## GOAL OF THE EXERCISE
From the line containing "on the woman" to the very last line of the data below, transcribe everything exactly and nothing more.

## DATA SECTION
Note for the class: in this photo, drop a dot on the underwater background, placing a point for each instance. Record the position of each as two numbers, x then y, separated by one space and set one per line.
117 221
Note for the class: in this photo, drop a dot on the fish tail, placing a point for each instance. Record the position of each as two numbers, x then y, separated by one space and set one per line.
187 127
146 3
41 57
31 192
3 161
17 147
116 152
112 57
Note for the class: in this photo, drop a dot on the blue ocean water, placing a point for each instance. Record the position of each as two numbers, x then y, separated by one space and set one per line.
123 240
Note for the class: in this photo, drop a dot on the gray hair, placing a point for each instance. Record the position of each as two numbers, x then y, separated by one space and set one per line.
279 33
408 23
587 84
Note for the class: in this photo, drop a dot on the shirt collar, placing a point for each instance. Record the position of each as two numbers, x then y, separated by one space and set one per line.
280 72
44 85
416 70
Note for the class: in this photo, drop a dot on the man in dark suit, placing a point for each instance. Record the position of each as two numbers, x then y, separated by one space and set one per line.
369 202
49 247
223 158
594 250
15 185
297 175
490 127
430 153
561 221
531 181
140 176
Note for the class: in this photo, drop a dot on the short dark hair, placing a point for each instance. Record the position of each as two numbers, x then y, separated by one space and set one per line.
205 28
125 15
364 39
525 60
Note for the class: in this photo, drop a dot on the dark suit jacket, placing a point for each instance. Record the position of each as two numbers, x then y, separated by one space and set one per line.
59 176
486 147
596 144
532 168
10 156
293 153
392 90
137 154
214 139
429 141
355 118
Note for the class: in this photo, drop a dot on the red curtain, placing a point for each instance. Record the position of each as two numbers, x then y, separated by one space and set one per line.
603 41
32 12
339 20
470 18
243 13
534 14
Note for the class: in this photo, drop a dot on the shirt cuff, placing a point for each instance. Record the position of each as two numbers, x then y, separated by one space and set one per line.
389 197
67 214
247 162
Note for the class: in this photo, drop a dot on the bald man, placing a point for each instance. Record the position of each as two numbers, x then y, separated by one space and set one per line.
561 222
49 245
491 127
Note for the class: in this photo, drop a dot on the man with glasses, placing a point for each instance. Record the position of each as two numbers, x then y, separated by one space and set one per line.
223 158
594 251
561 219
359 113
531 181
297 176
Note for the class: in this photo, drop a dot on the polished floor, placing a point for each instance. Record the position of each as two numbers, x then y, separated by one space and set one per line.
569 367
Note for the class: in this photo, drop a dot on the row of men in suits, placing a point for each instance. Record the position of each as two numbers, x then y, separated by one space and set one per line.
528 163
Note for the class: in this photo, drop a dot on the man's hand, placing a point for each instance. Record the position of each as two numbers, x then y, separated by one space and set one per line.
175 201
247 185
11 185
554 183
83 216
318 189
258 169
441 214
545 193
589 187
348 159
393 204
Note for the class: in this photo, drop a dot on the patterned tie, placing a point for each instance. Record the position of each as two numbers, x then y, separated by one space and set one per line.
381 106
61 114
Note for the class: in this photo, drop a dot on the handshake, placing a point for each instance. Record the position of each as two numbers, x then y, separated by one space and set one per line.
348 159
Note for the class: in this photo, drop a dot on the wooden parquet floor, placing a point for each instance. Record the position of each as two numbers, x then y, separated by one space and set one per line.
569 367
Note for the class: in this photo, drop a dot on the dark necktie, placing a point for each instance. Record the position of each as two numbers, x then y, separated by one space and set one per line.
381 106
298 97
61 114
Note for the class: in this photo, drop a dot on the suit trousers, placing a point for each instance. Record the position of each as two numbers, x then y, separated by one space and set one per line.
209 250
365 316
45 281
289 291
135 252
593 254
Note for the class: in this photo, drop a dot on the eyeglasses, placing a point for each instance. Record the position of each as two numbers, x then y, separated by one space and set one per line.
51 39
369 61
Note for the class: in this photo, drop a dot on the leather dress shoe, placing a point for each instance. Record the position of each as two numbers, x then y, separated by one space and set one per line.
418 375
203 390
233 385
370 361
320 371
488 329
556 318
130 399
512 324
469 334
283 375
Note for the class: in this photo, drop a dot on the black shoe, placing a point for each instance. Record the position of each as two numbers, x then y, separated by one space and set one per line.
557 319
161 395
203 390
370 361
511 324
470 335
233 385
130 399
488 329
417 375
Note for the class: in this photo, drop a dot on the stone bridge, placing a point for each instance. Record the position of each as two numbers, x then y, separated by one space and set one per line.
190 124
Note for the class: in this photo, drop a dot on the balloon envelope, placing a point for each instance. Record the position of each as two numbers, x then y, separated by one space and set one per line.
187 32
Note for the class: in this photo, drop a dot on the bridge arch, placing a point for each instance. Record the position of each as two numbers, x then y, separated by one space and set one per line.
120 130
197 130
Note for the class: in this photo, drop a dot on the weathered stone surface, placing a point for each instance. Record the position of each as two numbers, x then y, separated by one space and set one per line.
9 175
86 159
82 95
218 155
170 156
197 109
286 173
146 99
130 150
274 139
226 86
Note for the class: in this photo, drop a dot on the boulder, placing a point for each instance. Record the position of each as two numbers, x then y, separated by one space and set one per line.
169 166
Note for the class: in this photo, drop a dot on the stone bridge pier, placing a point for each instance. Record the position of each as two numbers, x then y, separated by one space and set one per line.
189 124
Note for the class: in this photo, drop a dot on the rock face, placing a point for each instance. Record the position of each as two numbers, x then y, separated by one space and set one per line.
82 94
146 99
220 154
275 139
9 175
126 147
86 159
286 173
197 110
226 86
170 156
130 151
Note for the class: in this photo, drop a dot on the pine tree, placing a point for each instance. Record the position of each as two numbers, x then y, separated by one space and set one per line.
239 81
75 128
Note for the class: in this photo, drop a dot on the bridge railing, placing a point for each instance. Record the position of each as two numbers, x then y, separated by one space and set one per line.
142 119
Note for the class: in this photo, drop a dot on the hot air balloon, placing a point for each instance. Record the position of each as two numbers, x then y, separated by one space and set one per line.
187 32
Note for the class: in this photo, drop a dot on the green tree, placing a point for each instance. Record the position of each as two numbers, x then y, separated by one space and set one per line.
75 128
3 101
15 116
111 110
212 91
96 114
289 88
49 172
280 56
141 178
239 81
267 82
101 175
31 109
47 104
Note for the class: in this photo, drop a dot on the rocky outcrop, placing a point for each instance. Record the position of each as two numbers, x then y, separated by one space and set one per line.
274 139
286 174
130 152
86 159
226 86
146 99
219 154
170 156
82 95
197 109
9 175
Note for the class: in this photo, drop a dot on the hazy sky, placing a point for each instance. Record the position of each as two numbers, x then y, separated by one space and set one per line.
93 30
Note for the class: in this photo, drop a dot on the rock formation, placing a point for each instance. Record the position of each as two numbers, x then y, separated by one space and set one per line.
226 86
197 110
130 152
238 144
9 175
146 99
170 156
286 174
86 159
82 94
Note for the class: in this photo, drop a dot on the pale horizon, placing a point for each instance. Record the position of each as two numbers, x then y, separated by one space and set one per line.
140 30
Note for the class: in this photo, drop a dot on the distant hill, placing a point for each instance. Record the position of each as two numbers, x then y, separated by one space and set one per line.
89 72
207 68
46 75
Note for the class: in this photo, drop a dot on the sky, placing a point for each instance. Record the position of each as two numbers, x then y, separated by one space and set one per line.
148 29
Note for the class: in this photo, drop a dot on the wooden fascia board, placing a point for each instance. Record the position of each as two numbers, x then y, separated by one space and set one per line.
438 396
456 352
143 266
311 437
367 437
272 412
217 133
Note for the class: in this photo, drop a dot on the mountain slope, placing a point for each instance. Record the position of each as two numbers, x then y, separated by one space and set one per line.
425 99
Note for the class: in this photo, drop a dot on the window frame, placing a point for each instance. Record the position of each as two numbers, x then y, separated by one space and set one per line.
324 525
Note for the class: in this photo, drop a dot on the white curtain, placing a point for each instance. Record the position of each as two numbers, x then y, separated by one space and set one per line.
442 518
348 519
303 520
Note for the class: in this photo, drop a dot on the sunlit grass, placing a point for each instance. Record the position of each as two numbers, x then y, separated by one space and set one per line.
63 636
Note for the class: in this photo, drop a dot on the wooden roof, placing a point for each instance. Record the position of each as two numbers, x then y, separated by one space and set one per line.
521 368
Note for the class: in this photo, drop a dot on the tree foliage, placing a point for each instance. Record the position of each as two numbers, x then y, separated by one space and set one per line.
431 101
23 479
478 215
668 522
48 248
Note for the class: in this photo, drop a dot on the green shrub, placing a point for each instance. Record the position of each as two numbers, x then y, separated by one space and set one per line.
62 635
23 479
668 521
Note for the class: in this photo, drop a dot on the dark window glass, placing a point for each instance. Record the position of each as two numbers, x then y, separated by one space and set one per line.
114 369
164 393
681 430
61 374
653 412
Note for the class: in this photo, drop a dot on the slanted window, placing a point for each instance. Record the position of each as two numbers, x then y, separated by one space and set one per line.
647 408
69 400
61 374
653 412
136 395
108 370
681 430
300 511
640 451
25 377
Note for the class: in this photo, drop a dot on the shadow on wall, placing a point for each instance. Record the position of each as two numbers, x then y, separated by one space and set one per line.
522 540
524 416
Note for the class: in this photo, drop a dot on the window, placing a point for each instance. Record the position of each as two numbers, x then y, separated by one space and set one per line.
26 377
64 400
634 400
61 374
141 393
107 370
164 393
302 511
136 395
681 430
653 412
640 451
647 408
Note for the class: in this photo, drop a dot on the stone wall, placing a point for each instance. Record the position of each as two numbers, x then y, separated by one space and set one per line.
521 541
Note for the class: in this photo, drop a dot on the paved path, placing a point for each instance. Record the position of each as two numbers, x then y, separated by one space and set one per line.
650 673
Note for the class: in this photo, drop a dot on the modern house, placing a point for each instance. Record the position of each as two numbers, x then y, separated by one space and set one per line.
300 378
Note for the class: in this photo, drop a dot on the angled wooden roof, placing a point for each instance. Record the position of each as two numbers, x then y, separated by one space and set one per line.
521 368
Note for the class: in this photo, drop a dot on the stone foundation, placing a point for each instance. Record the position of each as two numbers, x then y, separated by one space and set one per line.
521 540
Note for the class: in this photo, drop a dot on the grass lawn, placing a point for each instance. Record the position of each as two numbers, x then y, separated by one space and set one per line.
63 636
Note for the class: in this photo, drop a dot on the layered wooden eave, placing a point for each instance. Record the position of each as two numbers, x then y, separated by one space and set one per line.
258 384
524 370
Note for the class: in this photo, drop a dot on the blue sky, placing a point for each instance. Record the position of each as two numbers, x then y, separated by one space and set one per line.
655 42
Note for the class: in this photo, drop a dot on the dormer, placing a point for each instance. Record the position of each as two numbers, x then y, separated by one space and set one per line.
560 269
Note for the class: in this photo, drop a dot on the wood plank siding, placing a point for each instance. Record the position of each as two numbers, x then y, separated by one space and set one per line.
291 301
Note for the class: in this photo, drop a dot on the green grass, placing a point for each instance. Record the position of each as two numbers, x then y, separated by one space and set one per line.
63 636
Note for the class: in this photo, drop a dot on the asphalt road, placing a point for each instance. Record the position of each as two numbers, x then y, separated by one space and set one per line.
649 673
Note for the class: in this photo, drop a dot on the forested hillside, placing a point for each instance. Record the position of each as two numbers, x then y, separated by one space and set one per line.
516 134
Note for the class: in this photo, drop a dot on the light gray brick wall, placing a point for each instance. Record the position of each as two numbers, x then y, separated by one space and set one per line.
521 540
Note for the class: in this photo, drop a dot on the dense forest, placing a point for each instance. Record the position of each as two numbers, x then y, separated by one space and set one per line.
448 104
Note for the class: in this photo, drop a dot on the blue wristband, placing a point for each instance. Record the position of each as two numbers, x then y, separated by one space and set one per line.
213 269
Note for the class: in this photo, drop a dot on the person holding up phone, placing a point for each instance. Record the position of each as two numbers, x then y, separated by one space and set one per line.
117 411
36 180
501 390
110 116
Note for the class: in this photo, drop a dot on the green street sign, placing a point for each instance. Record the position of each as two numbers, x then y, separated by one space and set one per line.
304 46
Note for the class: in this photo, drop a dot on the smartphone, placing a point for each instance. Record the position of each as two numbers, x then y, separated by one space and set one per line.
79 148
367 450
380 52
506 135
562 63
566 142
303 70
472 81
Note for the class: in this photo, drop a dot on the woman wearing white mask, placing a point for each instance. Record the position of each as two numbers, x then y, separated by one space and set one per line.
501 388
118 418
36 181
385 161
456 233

## OUTPUT FOR THIS TASK
Note for the class: in this photo, drop a dot on the woman wearing white mask, placing a point for each instance. Record the position of each as two numbers, x then y, separated by one space and set one per line.
501 388
118 418
36 181
385 161
456 233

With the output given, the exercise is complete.